## start Source excerpt
Hi,

The other day on IRC myself, Chandler, Hal and Pablo discussed recursive inlining. I’ve pondered a bit since then, and thought I’d get some background on the list with the aim of stimulating discussion.

Our goal is to inline recursive functions. We have several workloads with recursive calls, and inlining them to a certain degree can improve performance by up to 30%.

Inlining recursive functions is a slightly different problem to inlining non-recursive functions in that the inlining can never terminate, so you need to choose a factor (number of times) to inline. In this respect it is similar to loop unrolling, and Chandler suggested we should model it as such.

We originally thought he meant by this that the mechanics of inlining would stay the same, but the heuristics would have to be changed. This is the approach taken by Rugina & Rinard 1, which is almost the sum of the literature on this topic I could find, which surprised me. However, the actual suggestion was to remove the recursion entirely, and replace it with a loop.

Before I get into the mechanics of this, I’d like to explain what the possible optimization opportunities are for recursive functions turned into a loop.

- Unrolling

- This leads to bigger basic blocks (if they can be merged) and exposes more pipeline-level parallelism.
- CSE between iterations.
- Reduces backbranch overhead (generally negligible impact).

- Commoning / LICM

- Recursion doesn’t have a vehicle for moving common code out into a dominating block (compare with LICM for loops).

OK, first example:

void ex1(i) {

if (i == 0) return;

a[i] = i+1;

ex1(i-1);

}

gets converted to:

while (1) {

if (i == 0) break;

a[i] = i+1;

i = i-1;

}

Now, the above is the simplest case and is pure tail recursion. We can eliminate this currently with the TailRecursionElimination pass. The more complex case is where we have non-tail recusion and live variables.

void ex2(i) {

if (i == 0) return;

j = a[i];

ex2(i-1)

b[j] = i;

}

This requires a stack being modelled and could be converted to:

cnt = 0;

while (1) {

if (i == 0) break;

j = a[i];

stack[cnt++] = j;

stack[cnt++] = i;

++cnt;

–i;

}

while (cnt) {

i = stack[–cnt];

j = stack[–cnt];

b[j] = i;

}

The above is as far as the discussion got on IRC. The following are my half-baked thoughts.

The above transform works because the access pattern to the stack is strictly linear. Pushes are followed by pops. But I don’t think this is the most interesting case for recursion in real programs. I see (qualitatively, poorly) 3 reasons for recursion in code that should go fast:

- A fibonnacci function in a microbenchmark or compiler shootout. I think we can safely ignore this usecase…
- Divide and conquer algorithms. Quicksort, FFT butterflies, etc.
- Traversing a data structure, where the recursion is simply to get to the leaves which is where all the fun stuff happens.

Points 2 and 3 both share a trait that they’re dividing/fanning out at each step:

void ex3(i) {

if (is_base(i)) {

f();

return;

}

g(i);

ex3(i / 2);

ex3(i / 2 + 1);

}

The access pattern of such a function is not linear. It is a pre-order walk of a (binary, in this case) tree. As such we can’t use the two-loop transform above, but would have to form one loop and just manually implement the stack operations:

cnt = 0

stack[cnt++] = i;

while (1) {

i = stack[–cnt];

if (is_base(i)) {

f(); continue;

}

g(i);

stack[cnt++] = i / 2 + 1;

stack[cnt++] = i / 2;

}

OK, it’s still a well-formed loop, we can still do useful operations on it like LICM or, if it’s profitable, unrolling.
## end Source excerpt
Objective 1: Print a passage from the recursive inlining post, starting with "The above transform" and going on through "FFT butterflies, etc.".
Objective 2: In the recursive inlining post, which existing pass can currently eliminate the pure tail recursion in the first example?
The records that come next are from a separate source.
## start Records supplied
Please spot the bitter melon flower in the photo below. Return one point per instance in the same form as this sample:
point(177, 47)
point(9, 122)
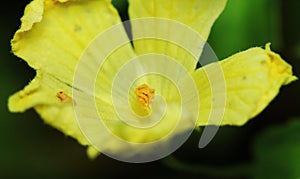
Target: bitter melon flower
point(125, 88)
## end Records supplied
Correct output 1:
The above transform works because the access pattern to the stack is strictly linear. Pushes are followed by pops. But I don’t think this is the most interesting case for recursion in real programs. I see (qualitatively, poorly) 3 reasons for recursion in code that should go fast:

- A fibonnacci function in a microbenchmark or compiler shootout. I think we can safely ignore this usecase…
- Divide and conquer algorithms. Quicksort, FFT butterflies, etc.

Correct output 2: The TailRecursionElimination pass.